→ MATERIALS PROVIDED
◆ ◆ ◆ ◆ ◆ ◆ ◆
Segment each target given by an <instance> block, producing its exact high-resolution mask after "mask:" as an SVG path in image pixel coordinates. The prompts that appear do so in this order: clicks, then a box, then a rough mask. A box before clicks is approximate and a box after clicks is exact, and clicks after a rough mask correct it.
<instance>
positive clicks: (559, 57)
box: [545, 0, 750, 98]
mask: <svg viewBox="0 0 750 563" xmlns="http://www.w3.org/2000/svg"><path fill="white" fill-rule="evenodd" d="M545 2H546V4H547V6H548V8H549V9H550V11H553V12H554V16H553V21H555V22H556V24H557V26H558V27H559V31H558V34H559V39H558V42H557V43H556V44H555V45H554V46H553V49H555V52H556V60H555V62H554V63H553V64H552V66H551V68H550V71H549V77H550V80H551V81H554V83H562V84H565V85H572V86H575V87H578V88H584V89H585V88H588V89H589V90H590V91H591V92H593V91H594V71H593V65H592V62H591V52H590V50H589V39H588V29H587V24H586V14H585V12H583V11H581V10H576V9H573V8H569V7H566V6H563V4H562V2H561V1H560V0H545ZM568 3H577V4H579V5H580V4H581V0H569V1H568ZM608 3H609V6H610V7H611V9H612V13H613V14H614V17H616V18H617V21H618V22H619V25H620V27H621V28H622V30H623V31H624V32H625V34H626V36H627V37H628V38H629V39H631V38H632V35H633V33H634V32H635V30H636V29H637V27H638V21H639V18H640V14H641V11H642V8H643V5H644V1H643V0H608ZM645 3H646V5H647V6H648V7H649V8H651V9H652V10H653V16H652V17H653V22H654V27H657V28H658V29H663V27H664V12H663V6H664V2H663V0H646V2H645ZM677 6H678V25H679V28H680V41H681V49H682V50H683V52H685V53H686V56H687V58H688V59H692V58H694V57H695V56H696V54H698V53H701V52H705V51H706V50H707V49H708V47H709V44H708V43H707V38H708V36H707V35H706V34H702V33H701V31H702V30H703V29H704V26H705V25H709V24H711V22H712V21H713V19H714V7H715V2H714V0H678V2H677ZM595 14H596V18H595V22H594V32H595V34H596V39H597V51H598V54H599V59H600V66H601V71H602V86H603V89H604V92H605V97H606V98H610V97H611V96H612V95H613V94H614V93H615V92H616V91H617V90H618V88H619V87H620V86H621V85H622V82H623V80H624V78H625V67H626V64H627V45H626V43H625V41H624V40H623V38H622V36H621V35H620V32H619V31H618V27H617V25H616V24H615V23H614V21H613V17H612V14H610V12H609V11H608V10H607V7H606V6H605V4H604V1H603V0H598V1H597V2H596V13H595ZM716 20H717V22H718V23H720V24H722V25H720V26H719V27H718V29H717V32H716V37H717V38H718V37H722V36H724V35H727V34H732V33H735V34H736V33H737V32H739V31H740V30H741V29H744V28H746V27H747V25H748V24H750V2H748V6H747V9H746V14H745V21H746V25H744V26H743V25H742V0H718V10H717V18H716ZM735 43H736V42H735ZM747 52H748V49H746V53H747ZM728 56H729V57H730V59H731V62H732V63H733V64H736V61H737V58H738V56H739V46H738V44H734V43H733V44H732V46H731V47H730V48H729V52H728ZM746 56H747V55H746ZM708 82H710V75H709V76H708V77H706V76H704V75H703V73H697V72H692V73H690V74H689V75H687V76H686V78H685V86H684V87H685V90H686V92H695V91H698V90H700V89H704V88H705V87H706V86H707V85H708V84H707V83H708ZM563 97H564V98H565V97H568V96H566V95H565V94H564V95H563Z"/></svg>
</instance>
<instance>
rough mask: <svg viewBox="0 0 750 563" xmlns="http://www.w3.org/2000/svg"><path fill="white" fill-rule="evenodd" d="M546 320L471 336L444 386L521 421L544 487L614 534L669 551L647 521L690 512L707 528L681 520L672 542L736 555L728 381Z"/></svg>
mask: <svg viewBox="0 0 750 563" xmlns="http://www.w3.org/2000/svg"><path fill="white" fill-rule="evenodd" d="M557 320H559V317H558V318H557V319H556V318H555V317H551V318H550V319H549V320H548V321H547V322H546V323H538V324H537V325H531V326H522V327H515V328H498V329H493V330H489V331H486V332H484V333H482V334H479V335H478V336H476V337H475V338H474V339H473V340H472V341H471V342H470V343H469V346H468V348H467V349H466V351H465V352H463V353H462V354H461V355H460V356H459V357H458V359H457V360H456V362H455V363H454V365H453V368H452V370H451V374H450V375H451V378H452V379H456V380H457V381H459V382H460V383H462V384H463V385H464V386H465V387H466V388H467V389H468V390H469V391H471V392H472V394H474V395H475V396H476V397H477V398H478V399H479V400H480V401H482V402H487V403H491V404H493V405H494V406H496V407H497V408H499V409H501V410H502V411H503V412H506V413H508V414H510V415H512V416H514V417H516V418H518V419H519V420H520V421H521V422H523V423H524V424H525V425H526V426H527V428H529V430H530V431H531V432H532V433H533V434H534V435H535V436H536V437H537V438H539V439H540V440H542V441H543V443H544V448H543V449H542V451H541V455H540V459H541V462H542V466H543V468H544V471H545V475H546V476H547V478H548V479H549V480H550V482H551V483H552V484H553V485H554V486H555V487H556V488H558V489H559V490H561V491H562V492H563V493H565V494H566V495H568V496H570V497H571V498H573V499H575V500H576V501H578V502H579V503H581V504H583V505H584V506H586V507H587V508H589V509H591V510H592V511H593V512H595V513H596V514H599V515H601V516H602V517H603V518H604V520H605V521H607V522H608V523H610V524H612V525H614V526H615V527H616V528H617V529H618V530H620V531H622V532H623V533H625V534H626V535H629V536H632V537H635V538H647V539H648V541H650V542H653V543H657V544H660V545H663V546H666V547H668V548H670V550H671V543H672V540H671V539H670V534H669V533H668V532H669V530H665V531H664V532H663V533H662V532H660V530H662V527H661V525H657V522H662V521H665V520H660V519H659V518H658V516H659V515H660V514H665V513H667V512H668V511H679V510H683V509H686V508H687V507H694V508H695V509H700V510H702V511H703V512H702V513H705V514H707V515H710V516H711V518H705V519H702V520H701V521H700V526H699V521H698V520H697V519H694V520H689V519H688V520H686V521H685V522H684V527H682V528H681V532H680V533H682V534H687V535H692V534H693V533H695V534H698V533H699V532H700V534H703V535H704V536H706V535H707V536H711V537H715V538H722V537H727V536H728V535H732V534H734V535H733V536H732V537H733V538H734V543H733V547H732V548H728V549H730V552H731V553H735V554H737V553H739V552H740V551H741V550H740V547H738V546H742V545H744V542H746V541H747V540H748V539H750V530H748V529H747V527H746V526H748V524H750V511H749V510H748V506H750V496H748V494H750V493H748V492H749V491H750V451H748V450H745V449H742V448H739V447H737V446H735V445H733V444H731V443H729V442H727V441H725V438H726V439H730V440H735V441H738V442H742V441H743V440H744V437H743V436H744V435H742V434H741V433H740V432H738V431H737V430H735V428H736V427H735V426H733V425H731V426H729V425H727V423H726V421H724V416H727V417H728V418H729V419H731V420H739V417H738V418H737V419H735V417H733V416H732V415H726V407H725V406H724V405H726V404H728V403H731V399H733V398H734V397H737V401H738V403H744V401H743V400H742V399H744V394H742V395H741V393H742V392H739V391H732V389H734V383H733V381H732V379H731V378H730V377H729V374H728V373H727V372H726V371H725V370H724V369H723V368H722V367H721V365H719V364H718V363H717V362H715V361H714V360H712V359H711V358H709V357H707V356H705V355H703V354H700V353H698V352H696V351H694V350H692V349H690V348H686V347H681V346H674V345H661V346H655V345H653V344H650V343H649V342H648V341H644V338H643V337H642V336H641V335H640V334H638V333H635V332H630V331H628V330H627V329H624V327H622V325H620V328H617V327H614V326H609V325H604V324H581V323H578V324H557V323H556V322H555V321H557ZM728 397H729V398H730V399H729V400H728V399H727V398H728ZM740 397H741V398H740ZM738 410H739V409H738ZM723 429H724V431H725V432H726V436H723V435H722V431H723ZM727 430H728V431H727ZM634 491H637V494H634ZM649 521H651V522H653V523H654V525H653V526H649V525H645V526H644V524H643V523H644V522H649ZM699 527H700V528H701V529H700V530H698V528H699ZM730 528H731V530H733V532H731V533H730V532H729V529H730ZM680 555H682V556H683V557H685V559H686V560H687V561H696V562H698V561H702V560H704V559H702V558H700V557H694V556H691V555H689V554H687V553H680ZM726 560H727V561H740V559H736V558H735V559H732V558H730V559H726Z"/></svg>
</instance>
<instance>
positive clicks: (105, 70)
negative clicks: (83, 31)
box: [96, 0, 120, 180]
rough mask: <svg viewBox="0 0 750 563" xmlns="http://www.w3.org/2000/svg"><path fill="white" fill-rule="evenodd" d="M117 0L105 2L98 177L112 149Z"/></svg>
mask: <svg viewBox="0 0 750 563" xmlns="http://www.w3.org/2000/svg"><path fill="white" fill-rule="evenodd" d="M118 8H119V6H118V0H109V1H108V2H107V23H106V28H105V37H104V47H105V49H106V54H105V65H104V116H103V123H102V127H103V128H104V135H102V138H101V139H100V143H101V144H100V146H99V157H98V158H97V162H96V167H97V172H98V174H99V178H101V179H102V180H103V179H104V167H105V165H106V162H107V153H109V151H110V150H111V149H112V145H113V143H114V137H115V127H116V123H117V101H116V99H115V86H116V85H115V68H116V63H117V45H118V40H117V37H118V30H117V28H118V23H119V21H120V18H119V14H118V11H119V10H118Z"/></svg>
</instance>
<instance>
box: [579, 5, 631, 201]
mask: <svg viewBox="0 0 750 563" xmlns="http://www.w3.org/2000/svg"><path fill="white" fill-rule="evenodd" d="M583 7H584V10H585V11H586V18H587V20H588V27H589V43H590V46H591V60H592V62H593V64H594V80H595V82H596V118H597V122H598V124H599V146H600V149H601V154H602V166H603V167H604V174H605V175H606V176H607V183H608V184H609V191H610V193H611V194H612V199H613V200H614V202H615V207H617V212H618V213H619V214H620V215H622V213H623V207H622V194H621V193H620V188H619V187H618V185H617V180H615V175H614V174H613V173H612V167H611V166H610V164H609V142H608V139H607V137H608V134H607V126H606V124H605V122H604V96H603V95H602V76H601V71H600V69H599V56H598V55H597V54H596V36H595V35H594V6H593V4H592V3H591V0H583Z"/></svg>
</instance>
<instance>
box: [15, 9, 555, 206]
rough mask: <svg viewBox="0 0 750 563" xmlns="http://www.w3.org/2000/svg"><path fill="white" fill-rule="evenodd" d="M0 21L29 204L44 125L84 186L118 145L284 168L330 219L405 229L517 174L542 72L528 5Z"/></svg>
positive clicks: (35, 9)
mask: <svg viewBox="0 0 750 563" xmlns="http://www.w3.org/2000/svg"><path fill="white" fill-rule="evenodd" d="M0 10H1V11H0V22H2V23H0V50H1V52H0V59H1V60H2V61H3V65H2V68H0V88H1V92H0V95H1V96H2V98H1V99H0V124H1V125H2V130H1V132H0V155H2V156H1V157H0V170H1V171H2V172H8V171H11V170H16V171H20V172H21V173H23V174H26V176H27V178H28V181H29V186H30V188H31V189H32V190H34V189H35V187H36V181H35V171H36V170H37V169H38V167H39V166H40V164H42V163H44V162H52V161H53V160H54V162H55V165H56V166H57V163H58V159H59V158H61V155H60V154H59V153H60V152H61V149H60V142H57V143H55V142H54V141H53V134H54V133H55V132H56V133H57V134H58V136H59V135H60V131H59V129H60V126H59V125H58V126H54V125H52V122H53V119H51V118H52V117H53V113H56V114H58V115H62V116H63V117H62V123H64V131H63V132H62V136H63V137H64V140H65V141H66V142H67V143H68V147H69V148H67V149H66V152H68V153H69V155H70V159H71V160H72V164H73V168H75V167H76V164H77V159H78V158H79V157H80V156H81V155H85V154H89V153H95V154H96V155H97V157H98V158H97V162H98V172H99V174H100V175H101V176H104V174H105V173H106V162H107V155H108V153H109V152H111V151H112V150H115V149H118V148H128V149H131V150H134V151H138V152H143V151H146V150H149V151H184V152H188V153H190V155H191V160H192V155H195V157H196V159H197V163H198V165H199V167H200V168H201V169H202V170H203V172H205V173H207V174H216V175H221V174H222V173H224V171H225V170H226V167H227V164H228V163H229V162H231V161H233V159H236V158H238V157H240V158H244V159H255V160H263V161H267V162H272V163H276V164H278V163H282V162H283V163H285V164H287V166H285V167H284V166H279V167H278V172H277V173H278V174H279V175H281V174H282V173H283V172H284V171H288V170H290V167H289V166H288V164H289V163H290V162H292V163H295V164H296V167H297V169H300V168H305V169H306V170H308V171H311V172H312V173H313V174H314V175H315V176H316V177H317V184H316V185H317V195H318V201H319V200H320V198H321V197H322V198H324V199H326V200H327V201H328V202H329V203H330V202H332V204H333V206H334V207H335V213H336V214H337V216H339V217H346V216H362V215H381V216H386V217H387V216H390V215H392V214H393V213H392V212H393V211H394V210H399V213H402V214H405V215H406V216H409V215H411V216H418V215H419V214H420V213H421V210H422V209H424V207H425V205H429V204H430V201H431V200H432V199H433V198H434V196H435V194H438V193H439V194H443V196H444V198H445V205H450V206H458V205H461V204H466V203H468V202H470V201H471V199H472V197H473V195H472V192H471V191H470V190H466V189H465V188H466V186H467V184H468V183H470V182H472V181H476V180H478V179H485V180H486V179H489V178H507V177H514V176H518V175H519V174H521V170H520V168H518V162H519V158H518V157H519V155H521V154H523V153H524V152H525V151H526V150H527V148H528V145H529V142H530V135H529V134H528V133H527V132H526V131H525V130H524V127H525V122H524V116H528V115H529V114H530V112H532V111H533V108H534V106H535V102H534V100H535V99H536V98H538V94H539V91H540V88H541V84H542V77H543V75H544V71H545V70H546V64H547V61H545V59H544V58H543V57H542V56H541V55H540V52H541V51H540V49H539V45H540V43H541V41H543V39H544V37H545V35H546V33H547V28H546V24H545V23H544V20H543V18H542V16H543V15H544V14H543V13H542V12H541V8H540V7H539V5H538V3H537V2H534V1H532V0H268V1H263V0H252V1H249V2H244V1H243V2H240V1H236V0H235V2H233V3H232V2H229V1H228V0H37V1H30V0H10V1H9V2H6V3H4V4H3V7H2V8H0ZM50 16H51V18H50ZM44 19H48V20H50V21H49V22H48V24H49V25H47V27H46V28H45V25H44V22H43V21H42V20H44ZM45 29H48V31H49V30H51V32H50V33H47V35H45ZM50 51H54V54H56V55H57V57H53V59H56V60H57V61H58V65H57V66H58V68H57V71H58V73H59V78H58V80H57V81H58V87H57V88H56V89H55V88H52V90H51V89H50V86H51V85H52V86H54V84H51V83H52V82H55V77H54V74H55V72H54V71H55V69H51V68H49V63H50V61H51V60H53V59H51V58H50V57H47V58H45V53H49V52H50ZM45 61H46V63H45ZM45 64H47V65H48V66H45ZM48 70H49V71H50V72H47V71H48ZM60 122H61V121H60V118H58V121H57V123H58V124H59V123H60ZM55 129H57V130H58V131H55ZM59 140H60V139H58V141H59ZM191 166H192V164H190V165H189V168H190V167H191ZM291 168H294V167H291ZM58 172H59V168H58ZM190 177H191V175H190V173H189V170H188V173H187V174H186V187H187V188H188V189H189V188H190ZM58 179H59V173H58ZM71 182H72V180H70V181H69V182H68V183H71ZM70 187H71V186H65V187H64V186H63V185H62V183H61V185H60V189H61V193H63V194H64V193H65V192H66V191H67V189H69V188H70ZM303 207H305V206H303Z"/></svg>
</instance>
◆ ◆ ◆ ◆ ◆ ◆ ◆
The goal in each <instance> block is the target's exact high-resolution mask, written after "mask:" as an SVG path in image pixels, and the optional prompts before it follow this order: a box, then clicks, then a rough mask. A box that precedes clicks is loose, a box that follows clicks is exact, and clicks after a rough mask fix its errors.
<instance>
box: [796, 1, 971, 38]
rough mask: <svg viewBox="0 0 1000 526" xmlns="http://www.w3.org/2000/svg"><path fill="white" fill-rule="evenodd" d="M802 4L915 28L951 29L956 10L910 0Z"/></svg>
◆ ◆ ◆ ◆ ◆ ◆ ◆
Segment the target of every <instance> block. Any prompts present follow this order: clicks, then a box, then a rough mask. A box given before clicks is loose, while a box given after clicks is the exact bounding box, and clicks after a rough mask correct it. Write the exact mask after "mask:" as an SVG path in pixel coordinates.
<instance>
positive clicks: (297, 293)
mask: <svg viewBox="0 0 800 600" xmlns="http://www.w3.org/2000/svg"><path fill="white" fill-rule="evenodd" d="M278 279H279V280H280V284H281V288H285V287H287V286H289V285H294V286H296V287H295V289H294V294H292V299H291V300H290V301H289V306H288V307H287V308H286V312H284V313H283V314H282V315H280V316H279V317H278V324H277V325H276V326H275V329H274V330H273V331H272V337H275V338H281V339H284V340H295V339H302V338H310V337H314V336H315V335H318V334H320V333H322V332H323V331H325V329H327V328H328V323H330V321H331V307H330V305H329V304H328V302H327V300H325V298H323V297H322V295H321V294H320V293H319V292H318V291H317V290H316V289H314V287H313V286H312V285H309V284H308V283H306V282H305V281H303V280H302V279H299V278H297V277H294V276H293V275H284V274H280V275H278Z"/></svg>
◆ ◆ ◆ ◆ ◆ ◆ ◆
→ TASK DESCRIPTION
Would you show each line of the listing above that has the string "coordinates"?

→ REPLY
Segment each target given by an <instance> block, producing its exact high-resolution mask after "mask:" as an SVG path in image pixel coordinates. The prompts that appear do so in this order: clicks, then a box, then a rough mask. A box before clicks is approximate and a box after clicks is exact, and clicks after a rough mask correct it.
Segment the target of every <instance> block. Any prompts present follow this order: clicks, then a box, then a rough mask. A box given before clicks is loose, while a box given after clicks is the exact bounding box, and clicks after a rough mask correct it. Write the exact mask after "mask:" as an SVG path in pixel coordinates.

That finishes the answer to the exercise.